## Problem statement
Take the entries below and print all of them exactly, please.

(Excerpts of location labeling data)
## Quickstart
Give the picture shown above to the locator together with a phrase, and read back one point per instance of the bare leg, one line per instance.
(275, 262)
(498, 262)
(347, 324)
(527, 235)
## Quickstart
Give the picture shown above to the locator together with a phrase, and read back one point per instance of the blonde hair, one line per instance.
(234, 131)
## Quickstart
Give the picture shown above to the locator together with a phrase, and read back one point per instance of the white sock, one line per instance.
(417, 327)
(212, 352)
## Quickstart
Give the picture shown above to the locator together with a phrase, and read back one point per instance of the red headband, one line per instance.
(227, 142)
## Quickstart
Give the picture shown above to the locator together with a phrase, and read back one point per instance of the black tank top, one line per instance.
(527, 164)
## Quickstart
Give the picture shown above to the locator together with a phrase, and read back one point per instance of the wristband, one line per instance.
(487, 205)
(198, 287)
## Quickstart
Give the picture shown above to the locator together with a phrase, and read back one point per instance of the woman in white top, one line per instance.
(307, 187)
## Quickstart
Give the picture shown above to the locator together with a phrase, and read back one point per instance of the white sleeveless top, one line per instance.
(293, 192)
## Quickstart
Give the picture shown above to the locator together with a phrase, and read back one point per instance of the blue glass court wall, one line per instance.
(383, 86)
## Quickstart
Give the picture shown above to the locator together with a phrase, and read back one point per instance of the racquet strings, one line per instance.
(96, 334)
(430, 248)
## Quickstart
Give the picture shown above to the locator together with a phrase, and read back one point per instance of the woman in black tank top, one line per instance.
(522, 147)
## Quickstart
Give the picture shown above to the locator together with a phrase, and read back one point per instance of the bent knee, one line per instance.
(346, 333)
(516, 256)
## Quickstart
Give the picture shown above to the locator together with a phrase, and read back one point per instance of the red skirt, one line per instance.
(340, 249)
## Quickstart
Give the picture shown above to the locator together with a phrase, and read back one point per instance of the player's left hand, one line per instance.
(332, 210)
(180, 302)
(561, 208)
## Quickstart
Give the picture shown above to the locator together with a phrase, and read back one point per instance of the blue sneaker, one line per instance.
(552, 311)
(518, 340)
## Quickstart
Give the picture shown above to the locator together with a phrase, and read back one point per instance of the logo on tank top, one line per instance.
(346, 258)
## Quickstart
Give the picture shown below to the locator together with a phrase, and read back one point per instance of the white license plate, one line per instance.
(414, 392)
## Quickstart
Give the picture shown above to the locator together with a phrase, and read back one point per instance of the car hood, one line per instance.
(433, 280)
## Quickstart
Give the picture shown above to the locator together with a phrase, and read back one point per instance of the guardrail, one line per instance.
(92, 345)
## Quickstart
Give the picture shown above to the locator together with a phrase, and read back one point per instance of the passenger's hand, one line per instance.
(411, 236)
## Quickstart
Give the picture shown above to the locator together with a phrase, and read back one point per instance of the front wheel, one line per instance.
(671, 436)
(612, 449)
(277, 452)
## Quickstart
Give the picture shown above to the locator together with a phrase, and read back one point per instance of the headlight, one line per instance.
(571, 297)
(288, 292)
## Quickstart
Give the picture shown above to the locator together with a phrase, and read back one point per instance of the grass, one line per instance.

## Problem solution
## Quickstart
Give the picture shown above to the locator together with a phrase, and read back one point per instance of the bare leg, one line per instance.
(275, 262)
(498, 262)
(347, 324)
(527, 235)
## Quickstart
Give the picture shown above to the locator together with a phrase, and read back one point per instance of the blonde hair, one line per instance.
(234, 131)
## Quickstart
Give the picture shown above to the locator together with a phrase, and read back one point per instance of the white sock, one line per instance.
(417, 327)
(212, 352)
## Quickstart
Give the picture shown above to the locator together with a phrase, and read back one point per instance of the red headband, one line per instance.
(227, 142)
## Quickstart
Give the picture shown above to the locator together with a phrase, and read back one point per instance of the black tank top, one line per instance.
(527, 164)
## Quickstart
Give the picture shown above to the locator together with a phrase, and read back one point per instance of the wristband, one line per instance.
(487, 205)
(198, 287)
## Quickstart
Give the picture shown above to the locator together with a phrase, and read back one point per instance of the woman in white top, one line per instance.
(307, 187)
## Quickstart
Give the picture shown above to the locator together with a phrase, and read back one point per instance of the white sleeveless top, one line per instance.
(293, 192)
## Quickstart
Give the picture shown above to the locator together with a phrase, and read back one point per instance of the blue glass court wall, one line per instance.
(383, 86)
## Quickstart
Give the picture shown above to the locator together with a phrase, and read back one point per instance of the racquet strings, one line per instance.
(96, 334)
(430, 248)
## Quickstart
Give the picture shown above to the locator together with a phrase, and read back one point per instance of the woman in black tank top, one line per instance.
(522, 147)
## Quickstart
Give the picture shown above to the locator together with a phrase, and read back one point per instance of the bent knee, one line per instance.
(346, 333)
(516, 256)
## Quickstart
Give the picture shown above to the locator together with a phrase, and read back one point per instance of the red skirt, one line per instance.
(340, 249)
## Quickstart
Give the picture shown above to the locator together with a phrase, and read back one point per instance of the player's left hand, one line per instance.
(332, 210)
(180, 302)
(561, 208)
## Quickstart
Give the picture shown above to the locator together with a phrase, and read back one point per instance of the blue sneaker, one line per instance.
(552, 311)
(518, 340)
## Quickstart
Give the picture shown above to the locator together with a phrase, and read back one point per instance of the logo on tank top, one line per instance.
(346, 258)
## Quickstart
Give the picture shown below to the locator together with a phrase, and read back one point per instance of the white license plate, one line per instance.
(414, 392)
## Quickstart
Give the picture shown above to the locator together with a phrase, and read back one point per instance of the car hood, one line per instance.
(433, 280)
## Quickstart
Give the picture shown above to the locator together with a phrase, and read back one point per instance of the guardrail, one line per instance.
(92, 345)
## Quickstart
Give the picture shown above to the locator together with a phrase, and read back one point per instance of the passenger's hand, one line per instance.
(411, 236)
## Quickstart
Give the picture shown above to the locator together with a phrase, and read back one point per instance of the front wheel, one line per instance.
(671, 436)
(612, 449)
(277, 452)
## Quickstart
Give the picture shown above to the locator together with a phrase, and read back one point per instance of the headlight, one line per instance.
(571, 297)
(288, 292)
## Quickstart
Give the picture shown above to the locator together with a phrase, and read back one point per instance of the grass, one line per instance.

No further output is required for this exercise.